§ The task
Repeat each entry as written and leave the images out of the copy.

§ Records contained in a dataset

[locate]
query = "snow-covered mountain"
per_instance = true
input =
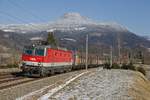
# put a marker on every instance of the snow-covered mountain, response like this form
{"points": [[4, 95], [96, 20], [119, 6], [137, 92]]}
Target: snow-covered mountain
{"points": [[69, 21]]}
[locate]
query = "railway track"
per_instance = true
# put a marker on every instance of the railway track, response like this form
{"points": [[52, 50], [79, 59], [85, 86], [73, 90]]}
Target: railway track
{"points": [[9, 80]]}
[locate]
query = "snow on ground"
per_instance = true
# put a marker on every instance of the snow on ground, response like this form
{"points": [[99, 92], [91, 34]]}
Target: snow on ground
{"points": [[100, 85]]}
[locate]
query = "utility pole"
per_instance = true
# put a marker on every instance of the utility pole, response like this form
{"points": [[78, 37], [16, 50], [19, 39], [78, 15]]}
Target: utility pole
{"points": [[119, 56], [86, 51], [111, 59]]}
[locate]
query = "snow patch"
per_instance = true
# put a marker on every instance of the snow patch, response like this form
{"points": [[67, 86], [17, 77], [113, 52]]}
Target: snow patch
{"points": [[53, 91]]}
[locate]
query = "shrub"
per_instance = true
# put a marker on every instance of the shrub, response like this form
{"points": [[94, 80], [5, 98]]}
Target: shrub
{"points": [[131, 66], [115, 66], [142, 70], [124, 66], [106, 66]]}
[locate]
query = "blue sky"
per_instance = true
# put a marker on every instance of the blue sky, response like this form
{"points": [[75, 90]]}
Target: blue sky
{"points": [[134, 14]]}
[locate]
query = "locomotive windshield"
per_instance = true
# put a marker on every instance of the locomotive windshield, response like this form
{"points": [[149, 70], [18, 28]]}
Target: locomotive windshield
{"points": [[39, 52], [28, 51]]}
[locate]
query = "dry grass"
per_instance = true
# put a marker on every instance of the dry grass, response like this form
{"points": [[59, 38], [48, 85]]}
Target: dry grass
{"points": [[141, 88]]}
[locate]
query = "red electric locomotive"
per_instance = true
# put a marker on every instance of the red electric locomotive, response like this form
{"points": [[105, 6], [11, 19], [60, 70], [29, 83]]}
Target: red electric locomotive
{"points": [[43, 60]]}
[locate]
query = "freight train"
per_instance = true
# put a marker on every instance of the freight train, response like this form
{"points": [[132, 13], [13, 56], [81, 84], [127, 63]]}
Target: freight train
{"points": [[44, 60]]}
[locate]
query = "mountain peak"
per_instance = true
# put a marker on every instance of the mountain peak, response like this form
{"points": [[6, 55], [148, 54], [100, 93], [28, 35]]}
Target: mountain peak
{"points": [[73, 15]]}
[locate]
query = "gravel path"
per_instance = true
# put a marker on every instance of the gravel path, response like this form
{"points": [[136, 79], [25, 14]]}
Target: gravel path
{"points": [[9, 70], [27, 88], [103, 85]]}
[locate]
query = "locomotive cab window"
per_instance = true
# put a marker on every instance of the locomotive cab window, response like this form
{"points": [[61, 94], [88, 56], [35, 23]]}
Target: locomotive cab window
{"points": [[39, 52], [28, 51]]}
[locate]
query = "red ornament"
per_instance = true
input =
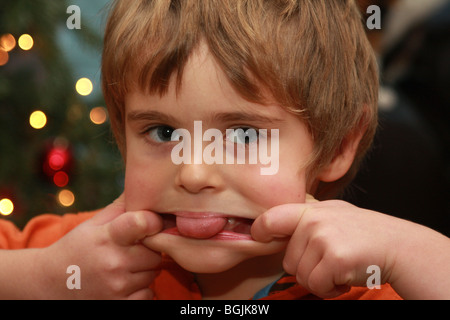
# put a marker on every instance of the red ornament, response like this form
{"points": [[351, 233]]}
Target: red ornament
{"points": [[57, 163]]}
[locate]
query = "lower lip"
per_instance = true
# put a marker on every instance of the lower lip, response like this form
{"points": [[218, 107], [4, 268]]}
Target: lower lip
{"points": [[223, 235]]}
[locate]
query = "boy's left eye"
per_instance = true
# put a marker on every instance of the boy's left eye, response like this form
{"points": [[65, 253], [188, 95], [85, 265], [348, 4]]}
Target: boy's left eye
{"points": [[161, 134], [242, 135]]}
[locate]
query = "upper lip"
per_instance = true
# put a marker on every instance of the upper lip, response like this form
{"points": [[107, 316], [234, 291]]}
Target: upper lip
{"points": [[203, 214]]}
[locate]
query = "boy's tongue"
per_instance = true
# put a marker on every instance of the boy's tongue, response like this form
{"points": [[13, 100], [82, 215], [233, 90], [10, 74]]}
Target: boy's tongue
{"points": [[200, 228]]}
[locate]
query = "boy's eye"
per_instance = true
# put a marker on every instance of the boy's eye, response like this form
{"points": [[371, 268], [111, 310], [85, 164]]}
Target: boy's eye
{"points": [[162, 134], [242, 135]]}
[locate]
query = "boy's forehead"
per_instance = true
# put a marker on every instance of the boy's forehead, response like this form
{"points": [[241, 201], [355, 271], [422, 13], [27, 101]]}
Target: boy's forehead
{"points": [[204, 90]]}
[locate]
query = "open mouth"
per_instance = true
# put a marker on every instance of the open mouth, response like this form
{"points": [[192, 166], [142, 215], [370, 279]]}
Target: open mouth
{"points": [[210, 227]]}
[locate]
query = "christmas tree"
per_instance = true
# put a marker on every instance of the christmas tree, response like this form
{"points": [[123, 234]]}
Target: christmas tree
{"points": [[57, 153]]}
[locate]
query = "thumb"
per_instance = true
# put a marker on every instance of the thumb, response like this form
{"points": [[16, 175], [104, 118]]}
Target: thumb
{"points": [[278, 222], [130, 227], [110, 212]]}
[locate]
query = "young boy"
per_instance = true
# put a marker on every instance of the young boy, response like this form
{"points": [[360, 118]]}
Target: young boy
{"points": [[302, 70]]}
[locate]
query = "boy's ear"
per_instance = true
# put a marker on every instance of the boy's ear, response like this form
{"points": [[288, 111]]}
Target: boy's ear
{"points": [[343, 158]]}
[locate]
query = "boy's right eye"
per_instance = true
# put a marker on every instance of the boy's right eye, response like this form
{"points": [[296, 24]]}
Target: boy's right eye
{"points": [[161, 134]]}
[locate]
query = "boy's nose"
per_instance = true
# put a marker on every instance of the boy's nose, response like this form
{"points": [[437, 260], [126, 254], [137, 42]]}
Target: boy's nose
{"points": [[196, 178]]}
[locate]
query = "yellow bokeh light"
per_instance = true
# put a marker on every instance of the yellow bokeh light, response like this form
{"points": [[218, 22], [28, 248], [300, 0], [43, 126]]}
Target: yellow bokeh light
{"points": [[66, 198], [26, 42], [98, 115], [6, 207], [4, 57], [38, 120], [7, 42], [84, 87]]}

§ Expected answer
[locate]
query = "snow-covered mountain"
per_instance = true
input =
# put a marker on every instance of the snow-covered mountain, response like this form
{"points": [[4, 95], [96, 20], [119, 6], [137, 92]]}
Target: snow-covered mountain
{"points": [[69, 21]]}
[locate]
query = "railway track"
per_instance = true
# put a marker on every instance of the railway track, response like this form
{"points": [[52, 50], [79, 59], [85, 86], [73, 90]]}
Target: railway track
{"points": [[9, 80]]}
[locate]
query = "snow on ground"
per_instance = true
# put a marker on every instance of the snow on ground, response like this form
{"points": [[99, 92], [91, 34]]}
Target: snow on ground
{"points": [[100, 85]]}
[locate]
query = "utility pole"
per_instance = true
# put a marker on every instance of the utility pole, response like this form
{"points": [[78, 37], [16, 50], [19, 39], [78, 15]]}
Target: utility pole
{"points": [[119, 56], [86, 51], [111, 59]]}
[locate]
query = "snow patch"
per_instance = true
# put a marker on every instance of the snow patch, response like this form
{"points": [[67, 86], [17, 77], [113, 52]]}
Target: snow patch
{"points": [[53, 91]]}
[locate]
query = "shrub"
per_instance = true
# put a marker on every instance of the shrub, response like this form
{"points": [[94, 80], [5, 98]]}
Target: shrub
{"points": [[131, 66], [115, 66], [142, 70], [124, 66], [106, 66]]}
[locate]
query = "blue sky"
per_instance = true
# put a marker on every instance of the blue sky, response like this form
{"points": [[75, 90]]}
Target: blue sky
{"points": [[134, 14]]}
[locate]
query = "locomotive windshield"
per_instance = true
# put a marker on every instance of the locomotive windshield, response like this form
{"points": [[149, 70], [18, 28]]}
Target: locomotive windshield
{"points": [[39, 52], [28, 51]]}
[locate]
query = "dry grass"
per_instance = true
# put a marker on every instance of the dry grass, response like this form
{"points": [[59, 38], [48, 85]]}
Target: dry grass
{"points": [[141, 88]]}
[locate]
query = "red electric locomotive"
per_instance = true
# put a marker on every instance of the red electric locomotive, response like this form
{"points": [[105, 6], [11, 19], [60, 70], [29, 83]]}
Target: red electric locomotive
{"points": [[43, 60]]}
[locate]
query = "freight train"
per_instance = true
# put a marker on every instance of the freight train, response like this form
{"points": [[132, 13], [13, 56], [81, 84], [127, 63]]}
Target: freight train
{"points": [[44, 60]]}
[locate]
query = "mountain peak"
per_instance = true
# put a marker on every instance of the mountain peak, response like this form
{"points": [[6, 55], [148, 54], [100, 93], [28, 35]]}
Target: mountain peak
{"points": [[73, 15]]}
[locate]
query = "gravel path"
per_instance = true
# put a marker on every instance of the gravel path, response like this form
{"points": [[136, 79], [25, 14]]}
Target: gravel path
{"points": [[9, 70], [27, 88], [103, 85]]}
[locate]
query = "locomotive cab window"
per_instance = true
# put a marker on every instance of the locomotive cab window, response like this form
{"points": [[61, 94], [88, 56], [35, 23]]}
Target: locomotive cab window
{"points": [[39, 52], [28, 51]]}
[locate]
query = "red ornament"
per_instance = true
input =
# put a marker on every instance of the red ornament, response like this form
{"points": [[351, 233]]}
Target: red ornament
{"points": [[57, 163]]}
[locate]
query = "lower lip"
per_instance = true
# put a marker on every instance of the lower lip, response like this form
{"points": [[218, 107], [4, 268]]}
Target: lower lip
{"points": [[223, 235]]}
[locate]
query = "boy's left eye"
per_instance = true
# put a marker on every instance of the boy's left eye, response like this form
{"points": [[65, 253], [188, 95], [85, 265], [348, 4]]}
Target: boy's left eye
{"points": [[161, 134], [242, 135]]}
[locate]
query = "upper lip"
per_instance = true
# put a marker on every instance of the upper lip, response like this form
{"points": [[107, 316], [234, 291]]}
Target: upper lip
{"points": [[203, 214]]}
[locate]
query = "boy's tongue"
per_instance = true
# put a marker on every instance of the boy's tongue, response like this form
{"points": [[13, 100], [82, 215], [233, 90], [10, 74]]}
Target: boy's tongue
{"points": [[200, 228]]}
[locate]
query = "boy's eye"
per_instance = true
# put a marker on every instance of the boy's eye, response like this form
{"points": [[371, 268], [111, 310], [85, 164]]}
Target: boy's eye
{"points": [[162, 134], [242, 135]]}
[locate]
query = "boy's forehead"
per_instance = true
# put a marker on every instance of the boy's forehead, response like this form
{"points": [[241, 201], [355, 271], [422, 13], [27, 101]]}
Target: boy's forehead
{"points": [[204, 90]]}
[locate]
query = "open mouth"
per_instance = true
# put a marker on every instance of the open mouth, response like this form
{"points": [[192, 166], [142, 215], [370, 279]]}
Target: open mouth
{"points": [[210, 227]]}
[locate]
query = "christmas tree"
per_instance = true
# put a marker on every instance of the christmas tree, response like this form
{"points": [[123, 234]]}
Target: christmas tree
{"points": [[57, 153]]}
[locate]
query = "thumb"
per_instance = true
# put a marker on every instance of the thumb, response like this form
{"points": [[16, 175], [104, 118]]}
Target: thumb
{"points": [[278, 222], [130, 227], [110, 212]]}
[locate]
query = "young boy"
per_instance = true
# put a marker on every instance of the young boy, response like this form
{"points": [[360, 118]]}
Target: young boy
{"points": [[302, 70]]}
[locate]
query = "boy's ear"
per_instance = true
# put a marker on every instance of the boy's ear, response like this form
{"points": [[288, 111]]}
Target: boy's ear
{"points": [[343, 158]]}
[locate]
query = "boy's right eye"
per_instance = true
# put a marker on every instance of the boy's right eye, response like this form
{"points": [[296, 24]]}
Target: boy's right eye
{"points": [[161, 134]]}
[locate]
query = "boy's nose"
per_instance = true
# put a marker on every instance of the boy's nose, response like this form
{"points": [[437, 260], [126, 254], [137, 42]]}
Target: boy's nose
{"points": [[196, 178]]}
[locate]
query = "yellow bokeh light"
per_instance = true
# put a marker on every instance of the yellow bokeh light, response like this form
{"points": [[218, 22], [28, 248], [300, 0], [43, 126]]}
Target: yellow bokeh light
{"points": [[66, 198], [26, 42], [98, 115], [6, 207], [4, 57], [38, 120], [7, 42], [84, 87]]}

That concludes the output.